ACTIVITY: Return every one of the rows below verbatim, leaving out the pictures.

EXCERPTED DATA:
——————————

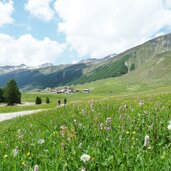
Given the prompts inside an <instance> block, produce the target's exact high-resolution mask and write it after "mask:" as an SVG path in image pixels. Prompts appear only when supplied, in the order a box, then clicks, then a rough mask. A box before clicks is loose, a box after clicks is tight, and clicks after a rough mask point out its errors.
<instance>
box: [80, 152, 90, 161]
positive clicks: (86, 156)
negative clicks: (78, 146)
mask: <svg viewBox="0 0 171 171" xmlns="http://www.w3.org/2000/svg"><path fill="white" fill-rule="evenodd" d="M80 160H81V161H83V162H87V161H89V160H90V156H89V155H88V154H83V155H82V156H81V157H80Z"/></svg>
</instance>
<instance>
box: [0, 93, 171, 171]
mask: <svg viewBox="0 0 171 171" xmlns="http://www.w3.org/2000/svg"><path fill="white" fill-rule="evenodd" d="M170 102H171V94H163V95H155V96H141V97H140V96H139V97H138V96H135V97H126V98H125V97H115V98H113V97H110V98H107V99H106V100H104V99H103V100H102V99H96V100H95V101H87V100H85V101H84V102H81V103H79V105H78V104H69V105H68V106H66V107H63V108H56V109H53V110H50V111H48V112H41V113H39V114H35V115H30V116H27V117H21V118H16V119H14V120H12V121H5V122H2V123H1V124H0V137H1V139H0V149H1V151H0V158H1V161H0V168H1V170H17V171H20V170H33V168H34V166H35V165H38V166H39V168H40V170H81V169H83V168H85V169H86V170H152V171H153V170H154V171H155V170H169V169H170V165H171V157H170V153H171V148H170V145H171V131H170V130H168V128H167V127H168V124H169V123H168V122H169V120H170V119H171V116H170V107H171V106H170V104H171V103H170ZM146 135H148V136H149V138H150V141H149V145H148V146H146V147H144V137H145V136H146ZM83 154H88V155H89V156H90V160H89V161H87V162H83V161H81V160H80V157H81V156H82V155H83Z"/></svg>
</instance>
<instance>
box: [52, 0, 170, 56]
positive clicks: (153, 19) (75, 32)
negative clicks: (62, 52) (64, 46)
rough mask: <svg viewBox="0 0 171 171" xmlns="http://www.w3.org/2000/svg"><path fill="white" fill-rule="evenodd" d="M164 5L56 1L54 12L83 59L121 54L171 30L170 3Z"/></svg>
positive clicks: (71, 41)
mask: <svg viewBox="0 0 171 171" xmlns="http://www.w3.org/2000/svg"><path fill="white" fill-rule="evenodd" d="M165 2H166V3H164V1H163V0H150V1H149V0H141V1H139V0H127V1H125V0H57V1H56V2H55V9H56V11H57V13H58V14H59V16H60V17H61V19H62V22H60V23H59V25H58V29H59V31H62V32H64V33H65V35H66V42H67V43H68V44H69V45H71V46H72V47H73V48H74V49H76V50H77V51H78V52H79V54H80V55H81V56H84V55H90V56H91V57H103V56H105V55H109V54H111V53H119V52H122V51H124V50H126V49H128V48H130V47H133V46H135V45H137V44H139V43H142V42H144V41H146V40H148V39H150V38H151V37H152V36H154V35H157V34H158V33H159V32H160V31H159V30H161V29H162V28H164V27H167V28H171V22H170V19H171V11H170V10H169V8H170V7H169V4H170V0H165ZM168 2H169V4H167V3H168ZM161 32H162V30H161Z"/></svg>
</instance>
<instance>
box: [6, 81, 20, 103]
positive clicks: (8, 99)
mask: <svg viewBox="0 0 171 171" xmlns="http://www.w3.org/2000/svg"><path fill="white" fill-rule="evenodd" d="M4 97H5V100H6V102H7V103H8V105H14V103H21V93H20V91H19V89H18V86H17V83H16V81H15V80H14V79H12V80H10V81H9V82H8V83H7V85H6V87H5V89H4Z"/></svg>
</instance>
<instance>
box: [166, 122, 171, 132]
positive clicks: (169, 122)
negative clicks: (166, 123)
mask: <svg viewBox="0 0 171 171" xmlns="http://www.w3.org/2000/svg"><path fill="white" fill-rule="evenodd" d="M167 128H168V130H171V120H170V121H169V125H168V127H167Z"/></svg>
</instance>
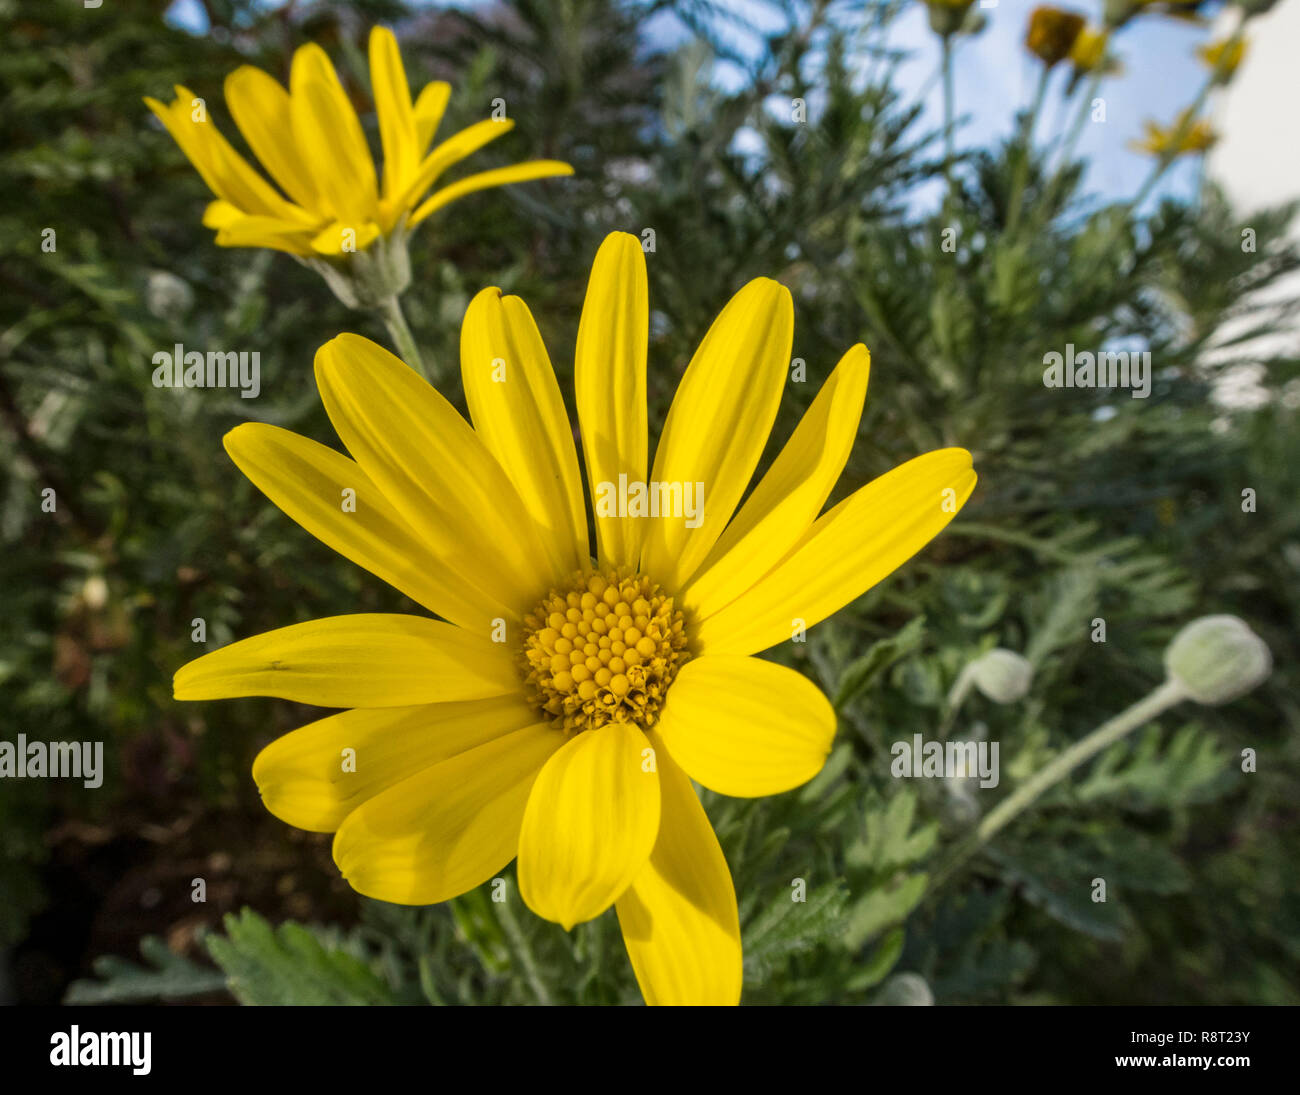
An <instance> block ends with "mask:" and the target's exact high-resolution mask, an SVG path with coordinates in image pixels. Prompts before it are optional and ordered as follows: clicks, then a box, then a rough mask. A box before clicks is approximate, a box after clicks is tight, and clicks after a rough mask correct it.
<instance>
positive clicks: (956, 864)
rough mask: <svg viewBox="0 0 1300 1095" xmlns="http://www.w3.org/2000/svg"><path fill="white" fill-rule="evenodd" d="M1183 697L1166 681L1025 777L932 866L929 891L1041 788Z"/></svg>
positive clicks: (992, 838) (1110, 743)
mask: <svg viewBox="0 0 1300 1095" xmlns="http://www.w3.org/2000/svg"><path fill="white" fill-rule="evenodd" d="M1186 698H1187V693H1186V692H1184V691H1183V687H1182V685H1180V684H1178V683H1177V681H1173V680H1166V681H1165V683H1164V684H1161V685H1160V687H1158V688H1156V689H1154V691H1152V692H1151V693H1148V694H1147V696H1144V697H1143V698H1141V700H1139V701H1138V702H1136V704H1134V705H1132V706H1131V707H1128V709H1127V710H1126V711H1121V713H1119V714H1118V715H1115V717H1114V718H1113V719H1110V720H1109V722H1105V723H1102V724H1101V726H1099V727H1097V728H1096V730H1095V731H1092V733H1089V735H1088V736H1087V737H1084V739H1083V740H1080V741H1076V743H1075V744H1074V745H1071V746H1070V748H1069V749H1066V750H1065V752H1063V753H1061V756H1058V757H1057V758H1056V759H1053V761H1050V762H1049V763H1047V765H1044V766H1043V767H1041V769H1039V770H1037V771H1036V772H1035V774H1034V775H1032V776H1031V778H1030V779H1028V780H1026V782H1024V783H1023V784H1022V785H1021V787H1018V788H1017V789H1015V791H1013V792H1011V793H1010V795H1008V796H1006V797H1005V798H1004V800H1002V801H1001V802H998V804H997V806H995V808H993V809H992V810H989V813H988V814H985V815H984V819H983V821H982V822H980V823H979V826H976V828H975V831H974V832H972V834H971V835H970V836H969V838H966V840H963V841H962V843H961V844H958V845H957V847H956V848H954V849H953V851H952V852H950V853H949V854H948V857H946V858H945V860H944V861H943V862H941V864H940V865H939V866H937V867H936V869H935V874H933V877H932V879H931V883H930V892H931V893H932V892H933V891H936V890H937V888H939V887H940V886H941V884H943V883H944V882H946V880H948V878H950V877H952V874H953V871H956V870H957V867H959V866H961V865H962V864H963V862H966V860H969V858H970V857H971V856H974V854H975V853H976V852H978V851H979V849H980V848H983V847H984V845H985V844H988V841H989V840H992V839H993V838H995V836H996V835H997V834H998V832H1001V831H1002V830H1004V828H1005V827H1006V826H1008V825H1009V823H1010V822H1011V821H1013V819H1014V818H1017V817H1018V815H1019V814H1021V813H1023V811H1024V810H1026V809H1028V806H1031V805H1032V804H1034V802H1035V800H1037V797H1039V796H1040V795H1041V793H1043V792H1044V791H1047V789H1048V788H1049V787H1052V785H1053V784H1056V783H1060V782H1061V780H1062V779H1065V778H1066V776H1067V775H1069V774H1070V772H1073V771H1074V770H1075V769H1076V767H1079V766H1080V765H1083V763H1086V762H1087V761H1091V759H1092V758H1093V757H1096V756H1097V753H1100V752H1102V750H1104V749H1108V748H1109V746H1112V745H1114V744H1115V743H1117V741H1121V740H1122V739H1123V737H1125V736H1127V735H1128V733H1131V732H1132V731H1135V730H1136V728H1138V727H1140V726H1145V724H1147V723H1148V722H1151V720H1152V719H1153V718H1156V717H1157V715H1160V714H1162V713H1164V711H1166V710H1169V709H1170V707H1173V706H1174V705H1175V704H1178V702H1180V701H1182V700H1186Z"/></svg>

——————————

YOUR SOLUTION:
Given the prompts inside an <instance> block, produce the target's exact high-resolution mask and write it after "mask:" as an SVG path in image pixels. Prompts appear only when supplied, in the order a box, then clicks, then a rough mask. A box before clicks is loose, a box after clicks is tight, and clicks after a rough mask point out its errors.
<instance>
box: [80, 152, 90, 161]
positive clicks: (86, 156)
negative clicks: (78, 146)
mask: <svg viewBox="0 0 171 171" xmlns="http://www.w3.org/2000/svg"><path fill="white" fill-rule="evenodd" d="M80 160H81V161H83V162H87V161H89V160H90V156H89V155H88V154H83V155H82V156H81V157H80Z"/></svg>
</instance>
<instance>
box: [0, 93, 171, 171]
mask: <svg viewBox="0 0 171 171" xmlns="http://www.w3.org/2000/svg"><path fill="white" fill-rule="evenodd" d="M170 102H171V94H163V95H155V96H141V97H140V96H139V97H138V96H135V97H126V98H125V97H115V98H113V97H110V98H107V99H106V100H104V99H103V100H102V99H96V100H95V101H87V100H85V101H84V102H81V103H79V105H78V104H69V105H68V106H66V107H63V108H56V109H53V110H50V111H48V112H41V113H39V114H35V115H30V116H27V117H21V118H16V119H14V120H12V121H5V122H2V123H1V124H0V137H1V139H0V149H1V151H0V158H1V161H0V168H1V170H17V171H20V170H33V168H34V166H35V165H38V166H39V168H40V170H81V169H83V168H85V169H86V170H152V171H153V170H154V171H155V170H169V169H170V165H171V157H170V153H171V148H170V145H171V131H170V130H168V128H167V127H168V124H169V123H168V122H169V120H170V119H171V116H170V107H171V106H170V104H171V103H170ZM146 135H148V136H149V138H150V141H149V145H148V146H146V147H144V137H145V136H146ZM83 154H88V155H89V156H90V160H89V161H87V162H83V161H81V160H80V157H81V156H82V155H83Z"/></svg>
</instance>
<instance>
box: [52, 0, 170, 56]
positive clicks: (153, 19) (75, 32)
negative clicks: (62, 52) (64, 46)
rough mask: <svg viewBox="0 0 171 171" xmlns="http://www.w3.org/2000/svg"><path fill="white" fill-rule="evenodd" d="M164 5L56 1L54 12L83 59L121 54L171 30L170 3Z"/></svg>
positive clicks: (71, 41)
mask: <svg viewBox="0 0 171 171" xmlns="http://www.w3.org/2000/svg"><path fill="white" fill-rule="evenodd" d="M165 2H166V3H164V1H163V0H150V1H149V0H141V1H139V0H127V1H125V0H57V1H56V2H55V9H56V11H57V13H58V14H59V16H60V17H61V19H62V22H60V23H59V25H58V29H59V31H62V32H64V33H65V35H66V42H67V43H68V44H69V45H71V46H72V47H73V48H74V49H76V50H77V51H78V52H79V54H80V55H81V56H84V55H90V56H91V57H103V56H105V55H109V54H111V53H119V52H122V51H124V50H126V49H128V48H130V47H133V46H135V45H137V44H139V43H142V42H144V41H146V40H148V39H150V38H151V37H152V36H154V35H157V34H158V33H159V32H160V31H159V30H161V29H162V28H164V27H167V28H171V22H170V19H171V11H170V10H169V8H170V7H169V4H170V0H165ZM168 2H169V4H167V3H168ZM161 32H162V30H161Z"/></svg>
</instance>
<instance>
box: [6, 81, 20, 103]
positive clicks: (8, 99)
mask: <svg viewBox="0 0 171 171" xmlns="http://www.w3.org/2000/svg"><path fill="white" fill-rule="evenodd" d="M4 97H5V100H6V102H7V103H8V105H14V103H21V93H20V91H19V89H18V86H17V83H16V81H15V80H14V79H12V80H10V81H9V82H8V83H7V85H6V87H5V89H4Z"/></svg>
</instance>
<instance>
box: [166, 122, 171, 132]
positive clicks: (169, 122)
negative clicks: (166, 123)
mask: <svg viewBox="0 0 171 171" xmlns="http://www.w3.org/2000/svg"><path fill="white" fill-rule="evenodd" d="M167 128H168V130H171V120H170V121H169V125H168V127H167Z"/></svg>
</instance>
An <instance> block ends with "mask:" and the target's exact high-resolution mask, an SVG path with coordinates in image pixels. Prompts before it are optional and ordered as follows: clicks, then a box, then a rough mask. A box before clicks is approximate, a box after clicks is tight, and clicks after a rough mask correct it.
<instance>
positive clicks: (956, 864)
rough mask: <svg viewBox="0 0 1300 1095" xmlns="http://www.w3.org/2000/svg"><path fill="white" fill-rule="evenodd" d="M1183 697L1166 681L1025 777L932 866L929 891L1041 788Z"/></svg>
positive clicks: (992, 838) (1110, 743)
mask: <svg viewBox="0 0 1300 1095" xmlns="http://www.w3.org/2000/svg"><path fill="white" fill-rule="evenodd" d="M1186 698H1187V693H1186V692H1184V691H1183V687H1182V685H1180V684H1178V683H1177V681H1173V680H1166V681H1165V683H1164V684H1161V685H1160V687H1158V688H1156V689H1154V691H1152V692H1151V693H1148V694H1147V696H1144V697H1143V698H1141V700H1139V701H1138V702H1136V704H1134V705H1132V706H1131V707H1128V709H1127V710H1126V711H1121V713H1119V714H1118V715H1115V717H1114V718H1113V719H1110V720H1109V722H1105V723H1102V724H1101V726H1099V727H1097V728H1096V730H1095V731H1092V733H1089V735H1088V736H1087V737H1084V739H1083V740H1080V741H1076V743H1075V744H1074V745H1071V746H1070V748H1069V749H1066V750H1065V752H1063V753H1061V756H1058V757H1057V758H1056V759H1053V761H1050V762H1049V763H1047V765H1044V766H1043V767H1041V769H1039V770H1037V771H1036V772H1035V774H1034V775H1032V776H1031V778H1030V779H1028V780H1026V782H1024V783H1023V784H1022V785H1021V787H1018V788H1017V789H1015V791H1013V792H1011V793H1010V795H1008V796H1006V797H1005V798H1004V800H1002V801H1001V802H998V804H997V806H995V808H993V809H992V810H989V813H988V814H985V815H984V819H983V821H982V822H980V823H979V826H976V828H975V831H974V832H972V834H971V835H970V836H969V838H966V840H963V841H962V843H961V844H958V845H957V847H956V848H954V849H953V851H952V852H950V853H949V854H948V857H946V858H945V860H944V861H943V862H941V864H940V865H939V866H937V867H936V869H935V874H933V877H932V879H931V883H930V892H931V893H932V892H933V891H936V890H937V888H939V887H940V886H941V884H943V883H944V882H946V880H948V878H950V877H952V874H953V871H956V870H957V867H959V866H961V865H962V864H963V862H966V860H969V858H970V857H971V856H974V854H975V853H976V852H978V851H979V849H980V848H983V847H984V845H985V844H988V841H989V840H992V839H993V838H995V836H996V835H997V834H998V832H1001V831H1002V830H1004V828H1005V827H1006V826H1008V825H1009V823H1010V822H1011V821H1013V819H1014V818H1017V817H1018V815H1019V814H1021V813H1023V811H1024V810H1026V809H1028V806H1031V805H1032V804H1034V802H1035V800H1037V797H1039V796H1040V795H1041V793H1043V792H1044V791H1047V789H1048V788H1049V787H1052V785H1053V784H1056V783H1060V782H1061V780H1062V779H1065V778H1066V776H1067V775H1069V774H1070V772H1073V771H1074V770H1075V769H1076V767H1079V766H1080V765H1083V763H1086V762H1087V761H1091V759H1092V758H1093V757H1096V756H1097V753H1100V752H1102V750H1104V749H1108V748H1109V746H1112V745H1114V744H1115V743H1117V741H1121V740H1122V739H1123V737H1125V736H1127V735H1128V733H1131V732H1132V731H1135V730H1136V728H1138V727H1140V726H1145V724H1147V723H1148V722H1151V720H1152V719H1153V718H1156V717H1157V715H1160V714H1162V713H1164V711H1166V710H1169V709H1170V707H1173V706H1174V705H1175V704H1178V702H1180V701H1182V700H1186Z"/></svg>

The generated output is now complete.